Reading text |

= Beginning of Section =

These days, his family is poignantly aware of what a milestone it is for Austin to enter into the pizza restaurant without hesitating or panicking along the way.
“Imagine if you had to listen to all the florescent lights in a restaurant, if you could hear all the silverware clattering, the car doors outside banging, and about seventy-five conversations all at once,” Michael says, explaining how children with Fragile X have difficulty with sounds. “We take for granted our ability to tune it out.”
The folks at CiCi’s Pizza call Austin by name and wait patiently as he presses the screen on his “V,” which then announces that Austin would like pepperoni pizza. V stands for voice and is the latest technology, designed by Dynabox, specifically to allow Fragile X and Autistic children a chance to communicate with words.
Austin’s grandfather, Don Treul, of Breckenridge, Texas, is particularly pleased with this new avenue of communication, claiming that it only proves what he knew all along, that his grandson was a smart boy who was aware of what was going on around him, but hindered by his inability to talk.

= End of Section =

Information supplied |
= Beginning of Section =

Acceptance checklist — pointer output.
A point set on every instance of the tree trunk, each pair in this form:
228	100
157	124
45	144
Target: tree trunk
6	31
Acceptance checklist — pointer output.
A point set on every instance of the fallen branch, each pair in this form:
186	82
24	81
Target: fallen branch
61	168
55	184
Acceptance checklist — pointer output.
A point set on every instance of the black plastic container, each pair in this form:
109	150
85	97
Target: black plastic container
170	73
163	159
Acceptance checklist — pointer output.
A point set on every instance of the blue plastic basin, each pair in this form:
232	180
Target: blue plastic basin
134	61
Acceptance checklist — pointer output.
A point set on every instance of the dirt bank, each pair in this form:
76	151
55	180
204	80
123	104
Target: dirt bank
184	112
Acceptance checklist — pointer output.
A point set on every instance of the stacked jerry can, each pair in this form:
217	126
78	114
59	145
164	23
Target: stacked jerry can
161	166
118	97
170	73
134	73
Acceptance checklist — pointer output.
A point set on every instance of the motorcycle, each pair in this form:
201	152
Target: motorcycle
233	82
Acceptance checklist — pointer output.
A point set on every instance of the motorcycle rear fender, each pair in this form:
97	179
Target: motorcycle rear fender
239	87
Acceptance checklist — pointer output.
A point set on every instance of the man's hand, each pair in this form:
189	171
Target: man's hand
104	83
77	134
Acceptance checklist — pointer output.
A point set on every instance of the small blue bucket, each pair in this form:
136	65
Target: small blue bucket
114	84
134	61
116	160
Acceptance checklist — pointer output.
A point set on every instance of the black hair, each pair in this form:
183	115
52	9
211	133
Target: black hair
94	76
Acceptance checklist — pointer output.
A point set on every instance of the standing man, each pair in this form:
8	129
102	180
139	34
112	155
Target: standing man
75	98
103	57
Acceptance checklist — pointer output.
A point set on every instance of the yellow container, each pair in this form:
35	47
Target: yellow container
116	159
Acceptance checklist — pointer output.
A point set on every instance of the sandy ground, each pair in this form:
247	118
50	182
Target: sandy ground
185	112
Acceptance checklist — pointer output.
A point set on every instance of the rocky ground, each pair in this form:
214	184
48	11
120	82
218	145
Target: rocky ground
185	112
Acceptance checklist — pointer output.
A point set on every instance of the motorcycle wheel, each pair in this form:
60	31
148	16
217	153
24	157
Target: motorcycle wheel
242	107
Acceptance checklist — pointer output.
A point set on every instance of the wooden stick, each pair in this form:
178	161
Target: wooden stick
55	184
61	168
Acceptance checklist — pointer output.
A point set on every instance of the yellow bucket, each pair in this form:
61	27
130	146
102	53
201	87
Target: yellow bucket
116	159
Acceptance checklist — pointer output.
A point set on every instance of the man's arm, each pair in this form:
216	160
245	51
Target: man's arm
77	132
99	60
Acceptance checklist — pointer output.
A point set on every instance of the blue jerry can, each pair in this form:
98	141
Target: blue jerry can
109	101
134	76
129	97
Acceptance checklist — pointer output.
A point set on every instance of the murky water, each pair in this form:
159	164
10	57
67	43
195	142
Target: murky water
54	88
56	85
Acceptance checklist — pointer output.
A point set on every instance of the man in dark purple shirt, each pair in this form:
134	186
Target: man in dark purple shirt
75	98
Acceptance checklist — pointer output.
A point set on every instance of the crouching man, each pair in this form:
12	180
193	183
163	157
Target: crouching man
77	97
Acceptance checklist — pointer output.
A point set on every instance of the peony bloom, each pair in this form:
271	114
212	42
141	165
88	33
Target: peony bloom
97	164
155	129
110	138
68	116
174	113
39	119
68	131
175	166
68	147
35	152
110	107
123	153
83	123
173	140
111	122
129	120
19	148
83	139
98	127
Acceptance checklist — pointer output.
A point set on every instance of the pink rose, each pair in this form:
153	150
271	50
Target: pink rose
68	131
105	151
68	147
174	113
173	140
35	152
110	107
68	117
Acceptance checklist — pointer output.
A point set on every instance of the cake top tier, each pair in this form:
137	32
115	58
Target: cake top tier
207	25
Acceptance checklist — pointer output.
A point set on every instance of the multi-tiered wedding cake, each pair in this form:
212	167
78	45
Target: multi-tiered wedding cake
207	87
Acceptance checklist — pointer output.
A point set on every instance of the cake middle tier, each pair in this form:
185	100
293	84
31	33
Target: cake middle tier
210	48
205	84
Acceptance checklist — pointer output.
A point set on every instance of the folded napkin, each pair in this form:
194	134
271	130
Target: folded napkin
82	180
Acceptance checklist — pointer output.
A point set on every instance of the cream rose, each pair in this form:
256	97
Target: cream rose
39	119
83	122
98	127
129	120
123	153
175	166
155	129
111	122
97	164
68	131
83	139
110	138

= End of Section =
= Beginning of Section =

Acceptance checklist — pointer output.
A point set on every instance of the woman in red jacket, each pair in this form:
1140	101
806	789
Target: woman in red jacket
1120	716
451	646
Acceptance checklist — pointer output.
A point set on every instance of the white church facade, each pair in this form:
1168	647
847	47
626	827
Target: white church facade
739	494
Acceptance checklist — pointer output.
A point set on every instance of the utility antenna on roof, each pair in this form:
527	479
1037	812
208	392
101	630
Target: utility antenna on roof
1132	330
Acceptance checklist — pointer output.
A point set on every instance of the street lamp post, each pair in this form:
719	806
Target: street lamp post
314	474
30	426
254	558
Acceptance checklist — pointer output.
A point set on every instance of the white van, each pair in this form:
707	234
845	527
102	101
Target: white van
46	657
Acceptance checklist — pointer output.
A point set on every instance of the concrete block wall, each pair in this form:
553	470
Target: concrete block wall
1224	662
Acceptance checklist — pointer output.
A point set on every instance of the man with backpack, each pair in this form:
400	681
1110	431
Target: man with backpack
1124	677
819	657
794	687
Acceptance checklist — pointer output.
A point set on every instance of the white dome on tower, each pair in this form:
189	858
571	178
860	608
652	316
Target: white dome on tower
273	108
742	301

= End of Section =

Exercises |
a) In the text about Austin and his communication device, what does "V" stand for?
b) Write the next part of the text about Austin and his communication device, starting after its final sentence.

Task results |
a) Voice.

b)
Being able to communicate has eased Austin’s frustration level and allowed his true personality to shine out.
“He is the most kind, huggy-kissy kind of kid,” laughs his father.
Michael also credits his wife, Amanda, with bringing a whole new level of behavioral achievements. Amanda loved both Austin and Abigail immediately when their protective father first introduced them.
Amanda saw Austin as an individual who was old enough and ready to do many things for himself.
For instance, his father was still making Austin’s sandwiches in the routine way which included cutting off the crust and dividing them into eight equal portions when he discovered that, lo and behold, Austin was perfectly capable of making his own sandwiches when Amanda was in the kitchen.
Another day, on the way home from worship, Austin communicated that he was hungry. He was instructed that as soon as they finished changing out of their good clothes, the family would make something to eat together.
After changing, on her way to the kitchen, Amanda noticed that Austin’s door was closed.
“He never closes his door,” laughs Michael. Abigail nods in agreement. Something was definitely up.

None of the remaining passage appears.